◆ Work request
According to the interview excerpt on abortion and contraception, why is condom use rare among married couples?

◆ Document excerpt
....

So far, I have heard many troubling stories: young women being denied tubal ligation because they are still considered “of childbearing age,” even when they clearly express their refusal to have (more) children; men being very reluctant to consider vasectomy, even when they say they do not want (more) children; hormonal contraception having a very bad reputation and being poorly supported; and condom use in married couples being rare, because condoms are often associated with extramarital sex or homosexuality.
All of this shows that abortion cannot be discussed in isolation. It is deeply connected to how society thinks about sexuality, responsibility, masculinity, and women’s right to make decisions about their own bodies.
- What responsibility do you think influencers, podcasters, and digital creators carry in shaping abortion narratives in Tunisia and the region?
I’m not very comfortable with the idea of “influence” or with the label of “influencer.” It often suggests power without accountability, visibility without responsibility, and impact without reflection. What matters to me much more is the positioning, ethics, and vision of the person producing the content.

....

(Stored items from a collection)

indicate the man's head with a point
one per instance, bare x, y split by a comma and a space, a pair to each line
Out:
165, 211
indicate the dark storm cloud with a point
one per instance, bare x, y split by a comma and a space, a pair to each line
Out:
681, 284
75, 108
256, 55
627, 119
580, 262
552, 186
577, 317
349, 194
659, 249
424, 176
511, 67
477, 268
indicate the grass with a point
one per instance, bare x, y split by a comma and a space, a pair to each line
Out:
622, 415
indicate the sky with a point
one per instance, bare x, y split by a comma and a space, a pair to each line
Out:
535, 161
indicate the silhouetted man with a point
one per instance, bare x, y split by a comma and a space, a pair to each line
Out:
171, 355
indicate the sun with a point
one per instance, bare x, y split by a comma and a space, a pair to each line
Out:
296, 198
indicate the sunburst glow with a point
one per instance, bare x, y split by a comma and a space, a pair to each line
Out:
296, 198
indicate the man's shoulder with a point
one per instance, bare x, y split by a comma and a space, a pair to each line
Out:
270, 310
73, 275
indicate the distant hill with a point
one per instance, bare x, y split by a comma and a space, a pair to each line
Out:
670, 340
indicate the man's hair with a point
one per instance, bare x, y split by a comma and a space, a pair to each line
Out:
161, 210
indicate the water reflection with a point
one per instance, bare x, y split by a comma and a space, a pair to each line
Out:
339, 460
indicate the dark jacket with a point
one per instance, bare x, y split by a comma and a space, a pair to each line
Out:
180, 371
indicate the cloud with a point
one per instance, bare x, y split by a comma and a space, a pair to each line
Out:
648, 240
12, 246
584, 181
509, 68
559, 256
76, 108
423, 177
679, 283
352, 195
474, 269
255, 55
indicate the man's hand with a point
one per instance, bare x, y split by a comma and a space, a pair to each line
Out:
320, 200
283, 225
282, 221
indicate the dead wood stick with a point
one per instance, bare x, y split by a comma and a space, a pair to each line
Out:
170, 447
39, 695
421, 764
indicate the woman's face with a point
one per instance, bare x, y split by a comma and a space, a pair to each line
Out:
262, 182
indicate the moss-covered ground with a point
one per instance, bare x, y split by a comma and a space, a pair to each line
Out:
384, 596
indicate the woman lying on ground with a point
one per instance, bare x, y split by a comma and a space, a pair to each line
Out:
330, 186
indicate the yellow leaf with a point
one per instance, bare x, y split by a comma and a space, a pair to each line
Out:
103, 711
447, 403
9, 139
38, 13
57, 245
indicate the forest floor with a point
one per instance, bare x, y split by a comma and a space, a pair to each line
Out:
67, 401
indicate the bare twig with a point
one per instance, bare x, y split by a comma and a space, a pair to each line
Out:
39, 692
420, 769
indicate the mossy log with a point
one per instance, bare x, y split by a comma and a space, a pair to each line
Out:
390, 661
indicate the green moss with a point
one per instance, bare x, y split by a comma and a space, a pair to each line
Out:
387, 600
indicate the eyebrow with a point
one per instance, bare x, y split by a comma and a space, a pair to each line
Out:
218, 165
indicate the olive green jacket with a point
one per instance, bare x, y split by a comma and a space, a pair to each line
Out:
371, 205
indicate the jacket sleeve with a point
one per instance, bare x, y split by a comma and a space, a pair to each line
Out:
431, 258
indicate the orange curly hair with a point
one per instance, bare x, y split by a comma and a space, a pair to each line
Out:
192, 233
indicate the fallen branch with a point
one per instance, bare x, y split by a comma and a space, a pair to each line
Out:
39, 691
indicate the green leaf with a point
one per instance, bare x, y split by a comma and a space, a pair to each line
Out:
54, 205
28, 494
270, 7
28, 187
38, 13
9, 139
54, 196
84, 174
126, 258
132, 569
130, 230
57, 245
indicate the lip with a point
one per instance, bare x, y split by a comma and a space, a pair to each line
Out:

....

◆ Finished exercise
Condoms are often associated with extramarital sex or homosexuality.